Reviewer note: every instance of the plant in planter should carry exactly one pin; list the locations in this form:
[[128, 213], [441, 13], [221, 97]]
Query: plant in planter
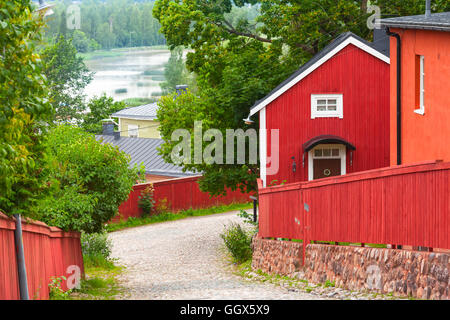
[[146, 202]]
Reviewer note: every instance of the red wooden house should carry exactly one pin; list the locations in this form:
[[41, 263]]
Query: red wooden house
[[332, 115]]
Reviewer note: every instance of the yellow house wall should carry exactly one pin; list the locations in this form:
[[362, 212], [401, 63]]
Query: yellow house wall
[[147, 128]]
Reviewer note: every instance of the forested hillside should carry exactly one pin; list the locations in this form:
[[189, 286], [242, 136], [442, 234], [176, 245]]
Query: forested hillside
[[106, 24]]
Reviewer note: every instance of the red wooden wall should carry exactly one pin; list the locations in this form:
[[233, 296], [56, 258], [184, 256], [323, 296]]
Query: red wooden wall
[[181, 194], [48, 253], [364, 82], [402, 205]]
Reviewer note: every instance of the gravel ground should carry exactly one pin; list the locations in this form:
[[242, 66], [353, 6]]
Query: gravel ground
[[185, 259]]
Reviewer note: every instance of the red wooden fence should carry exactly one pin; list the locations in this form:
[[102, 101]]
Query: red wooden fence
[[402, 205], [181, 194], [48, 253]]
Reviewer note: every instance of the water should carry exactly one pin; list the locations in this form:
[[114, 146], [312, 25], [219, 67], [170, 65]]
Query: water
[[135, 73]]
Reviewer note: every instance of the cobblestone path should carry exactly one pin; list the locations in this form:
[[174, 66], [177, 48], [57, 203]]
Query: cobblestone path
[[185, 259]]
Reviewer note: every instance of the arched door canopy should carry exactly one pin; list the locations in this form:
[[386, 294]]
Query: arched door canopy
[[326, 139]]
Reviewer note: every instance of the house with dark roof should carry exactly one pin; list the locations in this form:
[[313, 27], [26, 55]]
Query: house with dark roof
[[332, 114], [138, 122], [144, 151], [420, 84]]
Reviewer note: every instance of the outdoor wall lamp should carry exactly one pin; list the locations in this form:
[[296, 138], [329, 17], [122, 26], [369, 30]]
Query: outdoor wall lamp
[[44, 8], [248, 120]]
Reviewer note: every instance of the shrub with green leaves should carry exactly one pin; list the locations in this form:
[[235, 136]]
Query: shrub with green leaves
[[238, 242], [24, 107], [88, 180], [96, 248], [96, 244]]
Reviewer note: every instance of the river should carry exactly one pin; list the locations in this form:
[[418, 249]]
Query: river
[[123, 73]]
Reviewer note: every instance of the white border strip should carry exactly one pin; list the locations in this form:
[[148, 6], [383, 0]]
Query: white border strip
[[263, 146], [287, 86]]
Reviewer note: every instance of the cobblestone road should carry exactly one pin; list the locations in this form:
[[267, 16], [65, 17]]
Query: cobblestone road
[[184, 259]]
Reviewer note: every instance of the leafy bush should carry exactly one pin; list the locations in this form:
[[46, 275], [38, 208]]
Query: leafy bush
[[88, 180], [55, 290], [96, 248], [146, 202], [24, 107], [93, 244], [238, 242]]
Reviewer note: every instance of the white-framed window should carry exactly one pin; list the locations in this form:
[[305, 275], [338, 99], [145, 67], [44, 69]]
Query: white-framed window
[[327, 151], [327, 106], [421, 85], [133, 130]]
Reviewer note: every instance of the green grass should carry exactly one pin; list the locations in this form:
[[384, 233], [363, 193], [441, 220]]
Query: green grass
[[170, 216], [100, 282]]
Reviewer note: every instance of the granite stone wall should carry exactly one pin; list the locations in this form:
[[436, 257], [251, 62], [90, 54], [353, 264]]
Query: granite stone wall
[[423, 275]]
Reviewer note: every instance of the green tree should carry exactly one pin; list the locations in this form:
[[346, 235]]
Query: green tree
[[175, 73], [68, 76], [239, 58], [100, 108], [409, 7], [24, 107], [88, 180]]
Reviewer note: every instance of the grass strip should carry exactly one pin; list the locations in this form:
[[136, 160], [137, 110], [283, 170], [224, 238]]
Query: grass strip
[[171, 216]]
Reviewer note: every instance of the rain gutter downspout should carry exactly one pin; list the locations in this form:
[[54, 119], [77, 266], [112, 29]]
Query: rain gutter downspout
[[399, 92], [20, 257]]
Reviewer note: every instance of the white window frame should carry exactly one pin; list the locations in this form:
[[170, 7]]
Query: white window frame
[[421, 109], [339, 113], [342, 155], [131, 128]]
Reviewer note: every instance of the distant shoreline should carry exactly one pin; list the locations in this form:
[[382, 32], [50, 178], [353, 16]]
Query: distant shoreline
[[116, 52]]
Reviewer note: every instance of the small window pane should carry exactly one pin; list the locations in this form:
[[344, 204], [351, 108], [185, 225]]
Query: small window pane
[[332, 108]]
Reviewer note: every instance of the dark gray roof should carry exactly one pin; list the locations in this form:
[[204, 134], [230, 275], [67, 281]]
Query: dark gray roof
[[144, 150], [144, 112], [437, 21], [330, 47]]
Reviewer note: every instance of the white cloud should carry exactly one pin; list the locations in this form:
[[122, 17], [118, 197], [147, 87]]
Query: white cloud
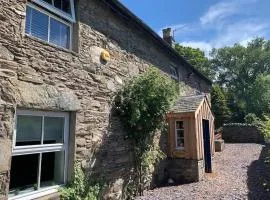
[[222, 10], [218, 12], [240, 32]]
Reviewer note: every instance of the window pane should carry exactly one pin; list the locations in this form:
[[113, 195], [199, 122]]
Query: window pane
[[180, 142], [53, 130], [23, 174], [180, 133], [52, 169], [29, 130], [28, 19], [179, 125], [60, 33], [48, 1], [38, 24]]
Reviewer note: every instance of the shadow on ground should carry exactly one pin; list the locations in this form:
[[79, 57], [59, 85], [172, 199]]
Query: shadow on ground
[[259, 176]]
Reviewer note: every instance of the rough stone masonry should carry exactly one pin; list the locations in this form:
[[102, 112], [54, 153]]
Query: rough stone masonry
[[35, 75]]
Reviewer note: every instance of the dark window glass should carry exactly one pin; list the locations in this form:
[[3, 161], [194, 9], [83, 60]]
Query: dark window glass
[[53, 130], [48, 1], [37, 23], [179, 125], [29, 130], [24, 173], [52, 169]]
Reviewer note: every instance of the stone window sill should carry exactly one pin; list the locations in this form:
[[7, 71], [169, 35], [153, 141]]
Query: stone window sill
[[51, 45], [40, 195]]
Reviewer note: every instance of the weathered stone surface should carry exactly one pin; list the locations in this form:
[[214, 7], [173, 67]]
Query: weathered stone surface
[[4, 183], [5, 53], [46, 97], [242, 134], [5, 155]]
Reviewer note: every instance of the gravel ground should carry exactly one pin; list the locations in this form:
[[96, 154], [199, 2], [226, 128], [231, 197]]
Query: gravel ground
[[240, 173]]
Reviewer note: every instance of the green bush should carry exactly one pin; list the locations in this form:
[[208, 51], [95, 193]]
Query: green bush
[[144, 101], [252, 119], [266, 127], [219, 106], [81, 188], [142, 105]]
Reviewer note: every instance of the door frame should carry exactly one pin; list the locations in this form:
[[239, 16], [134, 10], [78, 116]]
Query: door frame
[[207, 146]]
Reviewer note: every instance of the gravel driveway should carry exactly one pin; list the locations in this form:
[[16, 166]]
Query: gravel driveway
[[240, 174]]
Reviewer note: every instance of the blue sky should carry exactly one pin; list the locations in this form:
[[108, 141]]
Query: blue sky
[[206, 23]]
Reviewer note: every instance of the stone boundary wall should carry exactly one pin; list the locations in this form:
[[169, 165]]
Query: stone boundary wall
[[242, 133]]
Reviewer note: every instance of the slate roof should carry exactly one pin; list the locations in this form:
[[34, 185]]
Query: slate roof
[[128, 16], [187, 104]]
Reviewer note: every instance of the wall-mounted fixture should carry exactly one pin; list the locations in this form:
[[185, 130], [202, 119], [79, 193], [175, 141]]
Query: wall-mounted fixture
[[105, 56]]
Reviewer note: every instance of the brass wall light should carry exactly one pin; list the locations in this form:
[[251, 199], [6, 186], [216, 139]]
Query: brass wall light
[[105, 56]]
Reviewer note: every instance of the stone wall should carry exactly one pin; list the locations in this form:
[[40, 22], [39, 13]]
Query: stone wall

※ ※ ※

Requirements → Lay out the part of the data running from the line containing "Reviewer note: every instance of the red wooden wall" through the line containing "[[332, 114], [138, 122], [144, 151], [420, 84]]" as a Markdown table with columns headed No. and Line. Give each non-blank line its own row.

Solution for this exercise →
| No. | Line |
|---|---|
| 1 | Reviewer note: every instance of the red wooden wall should carry exactly one pin; list the locations in this form: |
| 2 | [[233, 296], [56, 258], [184, 256], [323, 296]] |
| 3 | Query: red wooden wall |
| 4 | [[181, 194], [48, 253], [364, 82], [402, 205]] |
| 5 | Reviewer note: every instance of the gravel ground should carry exactly one pin; list the locations in this form: |
| 6 | [[242, 66], [353, 6]] |
| 7 | Query: gravel ground |
| 8 | [[185, 259]] |
| 9 | Reviewer note: every instance of the red wooden fence should carry exactly one pin; list the locations in this form: |
| 10 | [[102, 101]] |
| 11 | Query: red wooden fence |
| 12 | [[402, 205], [181, 194], [48, 253]] |
| 13 | Reviewer note: every instance of the water should carry exactly one pin; list the locations in this form: |
| 14 | [[114, 146], [312, 25], [219, 67], [170, 65]] |
| 15 | Query: water |
| 16 | [[135, 73]] |
| 17 | Reviewer note: every instance of the cobblestone path should carry exactly one pin; list the locations in this form: |
| 18 | [[174, 66], [177, 48], [57, 203]] |
| 19 | Query: cobblestone path |
| 20 | [[185, 259]] |
| 21 | Reviewer note: every instance of the arched door canopy should carry exactly one pin; list the locations in this form: |
| 22 | [[386, 294]] |
| 23 | Query: arched door canopy |
| 24 | [[326, 139]] |
| 25 | Reviewer note: every instance of the house with dark roof should carry exactly one pin; list the locations in this form: |
| 26 | [[313, 27], [26, 55]] |
| 27 | Query: house with dark roof |
| 28 | [[332, 114], [138, 122], [144, 151], [420, 84]] |